SUPPLIED PASSAGE
--- --- ---

Besides reducing phosphorus absorption due to its capacity to capture it in the intestine without added calcium, sevelamer is capable of modifying adaptive mechanisms, such as reducing fibroblast growth factor 23 (FGF23) or parathyroid hormone (PTH). Moreover, since it was first marketed, other effects of this molecule have been confirmed, which are known as pleiotropic effects. Reductions have been described in lipids (10), changes in bone structure (11), inflammation (12), oxidative stress (13), anaemia (14), as well as fetuin-A (15), among others. All these effects of sevelamer have been associated with a reduction in vascular calcification, an improvement of cardiovascular lesions and, therefore, a reduction in mortality (16).

The pleiotropic effects of sevelamer, as it is not absorbed, are due to the intestinal effect of this molecule. Its binding to bile salts and its capacity to capture other molecules in the intestine seem to have other beneficial effects. This effect simply reinforces the importance the intestine has in uremic patients and opens the possibility of new treatments where the intestine is the site of action in patients with CKD and related complications (17). In this review, we analyse the different effects published with sevelamer, avoiding a detailed analysis of its phosphate binding effect on the intestine (Figure 1).

Figure 1 – Scheme of the effects attributed to sevelamer and their influence on survival in patwients with renal failure.

1. Sevelamer, bone and mineral metabolism, and FGF23

a) FGF23

Fibroblast growth factor 23 (FGF23) is a member of the fibroblast growth factor superfamily that displays phosphaturic action, inhibition of 1α-hydroxylase in the proximal tubules, and 24-hydroxylase activation (18,19), which is why vitamin D activity is reduced. FGF23 plays an important role on vitamin D and phosphorus metabolism (20-22). In uremia, both metabolisms are altered.

Both in healthy subjects and patients with CKD, FGF23 is secreted by osteocytes and osteoblasts as a response to oral phosphate overload (19,23,24). In addition, it is known that serum FGF23 levels increase at the early stages of chronic kidney disease in an initial attempt to avoid phosphorus retention, which increases phosphaturia. With the progression of CKD, in very advanced stages, hyperphosphataemia appears despite increased levels of FGF23 and PTH. Although this aspect is still being researched, it seems that the FGF23 receptor and its Klotho coreceptor are expressed in many cell types, including cardiomyocytes, vascular wall, kidneys, and parathyroid glands (25,26). Moreover, elevated FGF23 is associated with the development of endothelial dysfunction and cardiac hypertrophy in patients with CKD (27).

--- --- ---

EXERCISE REQUIREMENTS
• 1. In the sevelamer passage, update the text between "Besides reducing phosphorus" and "in mortality (16).", inclusive, replacing "mortality" with "death rate".
• 2. According to the sevelamer passage, which cells secrete FGF23 in response to oral phosphate overload?
• 3. Pick up the sevelamer passage after its last sentence and carry it forward.

EXCERPTED DATA
--- --- ---

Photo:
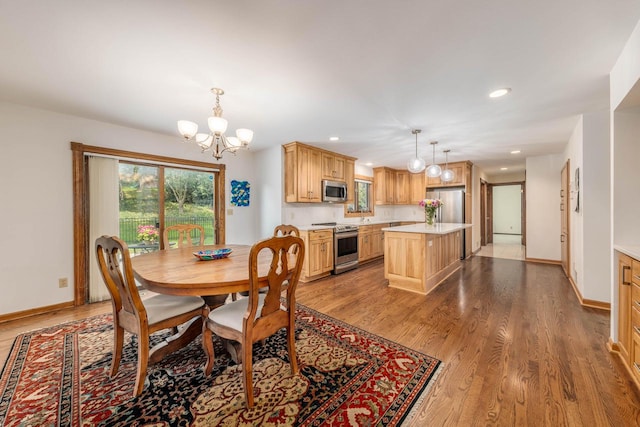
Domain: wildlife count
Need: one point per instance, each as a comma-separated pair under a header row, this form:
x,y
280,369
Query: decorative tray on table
x,y
211,254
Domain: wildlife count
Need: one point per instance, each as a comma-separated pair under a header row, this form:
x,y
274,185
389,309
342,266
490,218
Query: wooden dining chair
x,y
185,237
286,230
261,315
131,313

--- --- ---

TASK-BY-TASK RESULTS
• 1.
Besides reducing phosphorus absorption due to its capacity to capture it in the intestine without added calcium, sevelamer is capable of modifying adaptive mechanisms, such as reducing fibroblast growth factor 23 (FGF23) or parathyroid hormone (PTH). Moreover, since it was first marketed, other effects of this molecule have been confirmed, which are known as pleiotropic effects. Reductions have been described in lipids (10), changes in bone structure (11), inflammation (12), oxidative stress (13), anaemia (14), as well as fetuin-A (15), among others. All these effects of sevelamer have been associated with a reduction in vascular calcification, an improvement of cardiovascular lesions and, therefore, a reduction in death rate (16).

• 2. Osteocytes and osteoblasts.

• 3.
Several recent studies have shown the capacity of sevelamer to decrease FGF23 thanks to its capacity to reduce phosphorus absorption in the intestine. Koiwa et al. proved that the use of sevelamer hydrochloride reduces serum FGF23 levels in dialysis patients, presumably through the inhibition of phosphate loading in the intestine. Serum FGF23 levels significantly decreased after four weeks of treatment with sevelamer hydrochloride + CaCO3 from the pretreatment levels (p <0.05), while no changes were found in patients treated with CaCO3 (28) alone.

Oliveira et al. confirmed this effect of sevelamer on FGF23 in patients with CKD. In a 6-week randomised study, the effect of two phosphorus chelating agents (calcium acetate and sevelamer) on PTH and FGF23 was studied in patients with stage 3 and 4 CKD. During treatment with both chelating agents, there was a progressive decrease in serum PTH and urinary phosphorus, but there were no changes in serum calcium or serum phosphorus. Significant changes for FGF23 were only observed in patients treated with sevelamer (29).

The reduction in FGF23 increases calcitriol by reducing 24-hydroxylase activity and increasing 1α-hydroxylase activity. However, there have also been reports of a slight decrease in intestinal absorption of lipids and liposoluble vitamins, including vitamin D, derived from binding to bile acids (30).

The reduction in serum FGF23 levels with sevelamer has a beneficial effect on vascular endothelial function in patients with kidney disease as it improves vascular flow-mediated vasodilation, which is an endothelial damage marker. In addition, FGF23 correlates with asymmetric dimethylarginine (ADMA) and it is an endogenous inhibitor of the nitric oxide synthase enzyme, a pathway which could cause vascular dysfunction in patients with kidney disease (31).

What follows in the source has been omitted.